● ASSIGNED TASK: For the text about peers having babies, say whether each statement agrees with it, answering yes or no and quoting the deciding words: (a) The writer feels the drive to have children soon. (b) Pregnant people are described as annoying for two main reasons. (c) The writer allows no exceptions to not wanting the details of a pregnancy.

● PROVIDED TEXT:
It’s the issue that most single women in their mid-twenties deal with: seems like the rest of the world is having babies and I’m still trying to decide what I want to be when I grow up. It’s not the whole world, it’s not even a majority of my acquaintances, but it’s amazing how a measly 6.4% (literally, I did the math) can make you feel like shit just because you don’t have the desire, means, or will to have a baby. Why does this affect us so much? Is it the biological clock of legend, is it the social pressure, or jealousy? Maybe it varies from woman to woman. (Do men have these issues to deal with?) Perhaps it’s a combination for some people.
Personally, I don’t feel the drive to have children or get married anytime soon. Call it fear of commitment, selfishness or whatever, all those things are probably right, but for right now the marriage and kids package is the end. THE END. Even with those feelings I still have a cringe of painful regret when I hear that yet another person I know is pregnant. Speaking of which, last week a lone I heard of three newly pregnant women. So why does something that incites such massive joy for some strike up violent loneliness in others? I kind of feel like the kid whose family left them at the superstore, but instead of the superstore it’s life and instead of my family it’s my peers.
Let’s be honest, pregnant people are annoying. They are annoying for two main reasons. First, the ultrasounds. Unless people are related to you (or just one of those people who likes to see them) no one wants to see your baby that currently looks like a sack of goo in your uterus. I don’t mind oohing and ahhing over an baby that’s not in your uterus, but while it’s still there I don’t want to see it. Second, if people are not pregnant or have not been pregnant we do not want all the details of your pregnancy, it is a boring topic to which we have no space to comment. I do not care what you can eat and can’t eat. I don’t really care about your pre-natal vitamin regiment. There are exceptions, usually family members or close friends.

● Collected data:
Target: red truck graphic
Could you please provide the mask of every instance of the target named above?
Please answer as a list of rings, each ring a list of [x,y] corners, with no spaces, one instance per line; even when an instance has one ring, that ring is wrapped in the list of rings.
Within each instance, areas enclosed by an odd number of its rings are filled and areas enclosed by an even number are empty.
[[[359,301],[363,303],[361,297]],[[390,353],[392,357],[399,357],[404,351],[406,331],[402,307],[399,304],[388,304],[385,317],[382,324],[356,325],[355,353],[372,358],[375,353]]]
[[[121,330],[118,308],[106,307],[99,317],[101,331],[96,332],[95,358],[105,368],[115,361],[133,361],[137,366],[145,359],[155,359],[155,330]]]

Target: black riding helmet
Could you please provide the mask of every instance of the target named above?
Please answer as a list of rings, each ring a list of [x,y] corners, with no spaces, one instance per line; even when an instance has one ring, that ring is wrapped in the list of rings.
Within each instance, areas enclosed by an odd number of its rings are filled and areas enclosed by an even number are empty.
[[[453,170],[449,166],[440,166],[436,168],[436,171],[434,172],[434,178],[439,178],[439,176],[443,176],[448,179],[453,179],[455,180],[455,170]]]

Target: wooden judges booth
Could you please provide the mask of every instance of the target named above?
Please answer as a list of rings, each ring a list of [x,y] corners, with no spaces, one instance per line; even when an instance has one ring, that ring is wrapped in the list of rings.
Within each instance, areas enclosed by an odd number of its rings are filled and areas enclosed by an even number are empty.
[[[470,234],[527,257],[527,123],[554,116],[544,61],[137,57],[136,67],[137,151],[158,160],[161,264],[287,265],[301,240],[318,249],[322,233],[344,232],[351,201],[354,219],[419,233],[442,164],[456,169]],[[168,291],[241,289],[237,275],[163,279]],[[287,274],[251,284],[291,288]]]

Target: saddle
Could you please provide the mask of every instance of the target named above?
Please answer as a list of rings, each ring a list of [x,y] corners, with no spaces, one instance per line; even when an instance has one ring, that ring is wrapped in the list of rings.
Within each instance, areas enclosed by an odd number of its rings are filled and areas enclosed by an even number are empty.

● RESULT OF THE TASK:
(a) No: "Personally, I don’t feel the drive to have children or get married anytime soon."
(b) Yes: "They are annoying for two main reasons."
(c) No: "There are exceptions, usually family members or close friends."